WRITTEN PROBLEM> Edit the entries starting at the line that has "The component shall point out each instance of the dense" and stopping after the line that has "point(405, 106)", replacing "dense forest" with "thick woodland" and keeping everything else the same. Leave the pictures out of your answer.

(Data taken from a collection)
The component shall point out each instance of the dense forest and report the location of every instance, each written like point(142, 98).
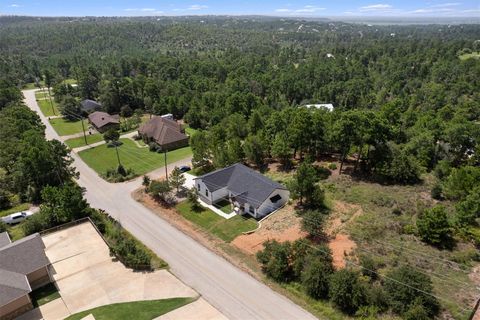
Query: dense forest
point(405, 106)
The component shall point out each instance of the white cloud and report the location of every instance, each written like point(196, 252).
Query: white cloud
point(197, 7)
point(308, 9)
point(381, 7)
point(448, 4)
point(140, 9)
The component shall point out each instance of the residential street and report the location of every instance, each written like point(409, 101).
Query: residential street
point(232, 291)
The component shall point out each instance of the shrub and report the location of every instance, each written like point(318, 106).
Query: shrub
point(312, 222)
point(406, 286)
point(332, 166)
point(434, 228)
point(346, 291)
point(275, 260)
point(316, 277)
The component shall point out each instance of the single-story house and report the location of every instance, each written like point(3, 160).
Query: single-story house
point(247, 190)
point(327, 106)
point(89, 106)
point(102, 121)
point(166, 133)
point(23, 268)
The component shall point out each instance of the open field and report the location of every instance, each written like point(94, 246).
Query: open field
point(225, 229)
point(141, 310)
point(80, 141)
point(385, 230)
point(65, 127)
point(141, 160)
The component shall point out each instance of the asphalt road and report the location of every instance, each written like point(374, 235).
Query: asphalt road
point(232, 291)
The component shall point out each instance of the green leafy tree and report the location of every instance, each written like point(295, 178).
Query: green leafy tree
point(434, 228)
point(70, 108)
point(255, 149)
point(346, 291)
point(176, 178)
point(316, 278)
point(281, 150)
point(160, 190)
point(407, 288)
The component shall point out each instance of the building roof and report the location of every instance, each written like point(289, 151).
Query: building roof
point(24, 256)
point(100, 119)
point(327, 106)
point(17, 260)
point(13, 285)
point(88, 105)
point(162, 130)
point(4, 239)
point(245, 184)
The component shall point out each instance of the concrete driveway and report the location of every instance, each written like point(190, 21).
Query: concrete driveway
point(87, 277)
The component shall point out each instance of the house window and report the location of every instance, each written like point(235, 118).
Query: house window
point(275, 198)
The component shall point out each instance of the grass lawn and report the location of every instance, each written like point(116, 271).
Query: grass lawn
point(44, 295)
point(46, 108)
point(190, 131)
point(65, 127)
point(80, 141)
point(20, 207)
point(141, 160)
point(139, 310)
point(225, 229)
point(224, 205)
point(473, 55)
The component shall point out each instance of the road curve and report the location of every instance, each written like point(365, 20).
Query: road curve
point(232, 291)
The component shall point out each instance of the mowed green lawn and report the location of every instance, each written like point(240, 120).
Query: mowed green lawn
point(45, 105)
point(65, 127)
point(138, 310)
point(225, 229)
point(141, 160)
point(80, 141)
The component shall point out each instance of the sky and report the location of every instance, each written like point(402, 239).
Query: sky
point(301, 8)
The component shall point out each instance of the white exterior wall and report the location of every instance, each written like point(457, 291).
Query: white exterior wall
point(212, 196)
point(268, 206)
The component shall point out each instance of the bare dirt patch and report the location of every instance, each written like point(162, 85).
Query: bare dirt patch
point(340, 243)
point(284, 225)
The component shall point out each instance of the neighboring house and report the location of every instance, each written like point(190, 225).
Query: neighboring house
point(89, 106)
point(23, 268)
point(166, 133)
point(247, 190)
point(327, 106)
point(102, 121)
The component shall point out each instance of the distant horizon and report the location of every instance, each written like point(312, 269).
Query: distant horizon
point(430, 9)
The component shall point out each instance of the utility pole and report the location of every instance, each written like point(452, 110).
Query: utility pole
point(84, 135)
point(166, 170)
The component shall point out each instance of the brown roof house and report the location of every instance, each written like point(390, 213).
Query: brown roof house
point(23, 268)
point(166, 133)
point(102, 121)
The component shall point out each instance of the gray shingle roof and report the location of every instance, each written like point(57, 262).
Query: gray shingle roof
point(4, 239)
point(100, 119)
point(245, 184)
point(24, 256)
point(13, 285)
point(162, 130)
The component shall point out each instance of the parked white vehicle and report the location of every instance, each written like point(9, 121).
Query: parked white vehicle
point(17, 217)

--

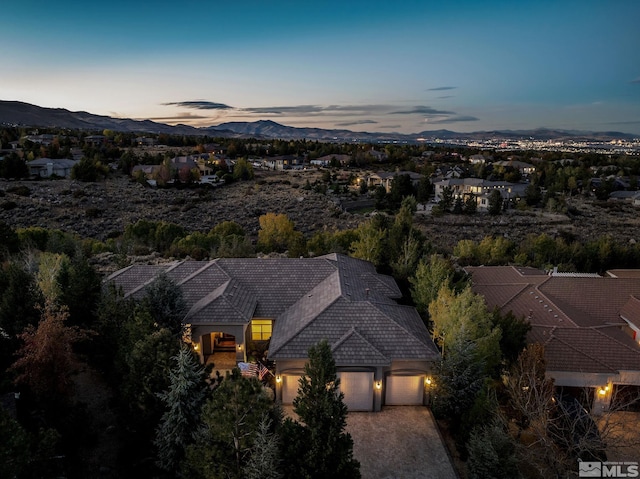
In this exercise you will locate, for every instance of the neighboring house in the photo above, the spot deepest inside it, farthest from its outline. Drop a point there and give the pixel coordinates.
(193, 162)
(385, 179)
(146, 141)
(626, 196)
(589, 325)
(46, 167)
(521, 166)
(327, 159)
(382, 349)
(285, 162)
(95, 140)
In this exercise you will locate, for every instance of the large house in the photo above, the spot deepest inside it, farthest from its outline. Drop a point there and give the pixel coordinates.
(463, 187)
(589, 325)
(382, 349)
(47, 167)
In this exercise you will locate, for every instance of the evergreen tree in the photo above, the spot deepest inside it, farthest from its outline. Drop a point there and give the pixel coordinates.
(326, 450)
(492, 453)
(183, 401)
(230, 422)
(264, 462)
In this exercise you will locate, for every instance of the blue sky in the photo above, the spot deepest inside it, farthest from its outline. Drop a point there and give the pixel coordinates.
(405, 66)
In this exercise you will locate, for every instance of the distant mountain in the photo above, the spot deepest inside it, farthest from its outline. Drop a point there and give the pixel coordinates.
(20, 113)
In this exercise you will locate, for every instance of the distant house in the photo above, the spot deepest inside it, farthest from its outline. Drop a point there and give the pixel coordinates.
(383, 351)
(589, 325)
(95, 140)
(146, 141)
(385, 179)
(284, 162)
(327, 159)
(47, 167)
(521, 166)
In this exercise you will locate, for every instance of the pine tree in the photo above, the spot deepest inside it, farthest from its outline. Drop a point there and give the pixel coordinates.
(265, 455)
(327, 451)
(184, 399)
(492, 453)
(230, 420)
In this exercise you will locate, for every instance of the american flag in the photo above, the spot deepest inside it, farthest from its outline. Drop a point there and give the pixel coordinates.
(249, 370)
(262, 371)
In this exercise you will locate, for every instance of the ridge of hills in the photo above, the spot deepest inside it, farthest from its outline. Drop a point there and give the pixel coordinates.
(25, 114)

---

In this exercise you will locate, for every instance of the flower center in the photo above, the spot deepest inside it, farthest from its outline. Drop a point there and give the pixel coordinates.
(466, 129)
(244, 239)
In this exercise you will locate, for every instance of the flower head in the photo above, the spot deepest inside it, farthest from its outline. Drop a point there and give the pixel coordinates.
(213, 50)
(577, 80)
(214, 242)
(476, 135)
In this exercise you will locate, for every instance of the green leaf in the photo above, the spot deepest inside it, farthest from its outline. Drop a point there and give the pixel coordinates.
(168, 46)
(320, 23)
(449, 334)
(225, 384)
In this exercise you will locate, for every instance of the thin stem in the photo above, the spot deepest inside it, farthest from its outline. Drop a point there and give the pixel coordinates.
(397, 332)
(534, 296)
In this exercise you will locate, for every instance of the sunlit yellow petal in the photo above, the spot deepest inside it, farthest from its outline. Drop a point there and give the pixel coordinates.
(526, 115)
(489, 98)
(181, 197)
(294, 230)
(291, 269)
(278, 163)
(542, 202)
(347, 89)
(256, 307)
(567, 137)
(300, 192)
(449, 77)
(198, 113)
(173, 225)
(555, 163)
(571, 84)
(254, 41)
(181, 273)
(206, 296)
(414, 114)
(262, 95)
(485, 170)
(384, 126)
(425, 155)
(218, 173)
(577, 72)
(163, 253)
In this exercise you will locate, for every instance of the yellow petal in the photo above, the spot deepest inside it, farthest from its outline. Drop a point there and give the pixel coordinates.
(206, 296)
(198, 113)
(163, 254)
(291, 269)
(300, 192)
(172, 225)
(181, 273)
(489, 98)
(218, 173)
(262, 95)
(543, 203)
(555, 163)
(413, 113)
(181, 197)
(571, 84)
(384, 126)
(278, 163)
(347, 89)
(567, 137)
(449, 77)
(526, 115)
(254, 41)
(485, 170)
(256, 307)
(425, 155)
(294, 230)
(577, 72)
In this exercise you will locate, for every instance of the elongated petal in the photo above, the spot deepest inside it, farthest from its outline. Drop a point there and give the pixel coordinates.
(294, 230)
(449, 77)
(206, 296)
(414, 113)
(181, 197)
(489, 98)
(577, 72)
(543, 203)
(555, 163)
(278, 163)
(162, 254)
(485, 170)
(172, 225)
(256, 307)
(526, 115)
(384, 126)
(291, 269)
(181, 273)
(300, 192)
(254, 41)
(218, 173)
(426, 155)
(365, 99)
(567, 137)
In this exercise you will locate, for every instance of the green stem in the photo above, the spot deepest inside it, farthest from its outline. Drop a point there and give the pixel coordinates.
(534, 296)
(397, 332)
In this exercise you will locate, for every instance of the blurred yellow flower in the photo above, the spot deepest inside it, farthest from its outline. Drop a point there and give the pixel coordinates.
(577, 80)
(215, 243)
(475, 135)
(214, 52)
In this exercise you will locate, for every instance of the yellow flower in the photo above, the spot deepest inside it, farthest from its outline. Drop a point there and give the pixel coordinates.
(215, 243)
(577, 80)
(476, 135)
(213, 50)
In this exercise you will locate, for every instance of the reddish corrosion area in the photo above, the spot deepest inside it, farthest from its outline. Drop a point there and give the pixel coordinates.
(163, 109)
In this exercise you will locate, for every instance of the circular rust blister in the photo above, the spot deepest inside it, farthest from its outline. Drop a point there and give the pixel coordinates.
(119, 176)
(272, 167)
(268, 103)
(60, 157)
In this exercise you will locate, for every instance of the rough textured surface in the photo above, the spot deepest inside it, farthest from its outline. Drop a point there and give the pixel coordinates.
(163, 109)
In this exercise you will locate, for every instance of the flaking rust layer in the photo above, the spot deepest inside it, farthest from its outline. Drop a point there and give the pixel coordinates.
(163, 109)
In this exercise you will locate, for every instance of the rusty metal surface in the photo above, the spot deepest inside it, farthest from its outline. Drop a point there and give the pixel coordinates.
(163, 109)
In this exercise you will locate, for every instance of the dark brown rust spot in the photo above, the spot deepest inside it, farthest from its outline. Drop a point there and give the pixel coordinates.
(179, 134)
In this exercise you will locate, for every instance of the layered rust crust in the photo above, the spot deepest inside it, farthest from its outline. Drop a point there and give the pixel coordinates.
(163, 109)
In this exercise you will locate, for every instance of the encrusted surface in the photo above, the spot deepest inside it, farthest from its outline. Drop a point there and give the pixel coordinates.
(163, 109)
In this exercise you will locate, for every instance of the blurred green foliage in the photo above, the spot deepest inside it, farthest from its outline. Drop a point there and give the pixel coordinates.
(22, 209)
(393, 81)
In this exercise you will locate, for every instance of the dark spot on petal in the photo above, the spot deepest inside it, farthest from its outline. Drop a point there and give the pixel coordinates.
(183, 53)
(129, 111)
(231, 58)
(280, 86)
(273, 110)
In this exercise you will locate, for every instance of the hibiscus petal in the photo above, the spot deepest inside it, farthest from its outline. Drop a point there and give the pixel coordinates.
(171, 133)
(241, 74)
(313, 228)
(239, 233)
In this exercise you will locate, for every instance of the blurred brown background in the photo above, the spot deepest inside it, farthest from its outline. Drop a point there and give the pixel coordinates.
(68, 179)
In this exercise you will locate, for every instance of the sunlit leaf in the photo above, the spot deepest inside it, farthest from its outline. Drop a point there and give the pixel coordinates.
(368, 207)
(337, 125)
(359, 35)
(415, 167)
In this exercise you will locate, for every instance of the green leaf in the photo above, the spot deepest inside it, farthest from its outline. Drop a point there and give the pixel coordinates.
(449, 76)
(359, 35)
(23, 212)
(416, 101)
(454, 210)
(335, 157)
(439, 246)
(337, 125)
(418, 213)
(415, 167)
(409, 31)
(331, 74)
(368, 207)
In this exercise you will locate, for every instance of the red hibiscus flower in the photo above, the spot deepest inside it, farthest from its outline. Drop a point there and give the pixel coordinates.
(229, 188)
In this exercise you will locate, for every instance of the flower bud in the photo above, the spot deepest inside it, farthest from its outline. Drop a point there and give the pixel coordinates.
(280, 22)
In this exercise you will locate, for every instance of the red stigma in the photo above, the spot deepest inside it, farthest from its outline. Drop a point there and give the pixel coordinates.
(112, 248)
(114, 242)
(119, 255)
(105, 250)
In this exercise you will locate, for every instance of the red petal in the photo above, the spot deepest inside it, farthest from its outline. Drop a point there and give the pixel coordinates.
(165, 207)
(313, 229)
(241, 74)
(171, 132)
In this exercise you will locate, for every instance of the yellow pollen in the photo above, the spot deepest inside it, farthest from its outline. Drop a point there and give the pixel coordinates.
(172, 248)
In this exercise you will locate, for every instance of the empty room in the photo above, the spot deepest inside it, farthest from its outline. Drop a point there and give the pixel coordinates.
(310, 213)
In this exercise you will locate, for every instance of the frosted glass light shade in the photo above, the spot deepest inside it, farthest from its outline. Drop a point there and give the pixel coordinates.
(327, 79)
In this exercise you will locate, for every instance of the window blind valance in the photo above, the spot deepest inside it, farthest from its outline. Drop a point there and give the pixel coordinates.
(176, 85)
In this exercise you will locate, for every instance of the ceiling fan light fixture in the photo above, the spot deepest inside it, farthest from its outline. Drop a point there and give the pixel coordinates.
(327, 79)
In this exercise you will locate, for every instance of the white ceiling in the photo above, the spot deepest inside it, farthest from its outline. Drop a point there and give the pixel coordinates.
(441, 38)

TASK SOLUTION>
The component shall point out each instance of the thick woodland and report the location of every instance, each written like point(142, 98).
Query: thick woodland
point(405, 106)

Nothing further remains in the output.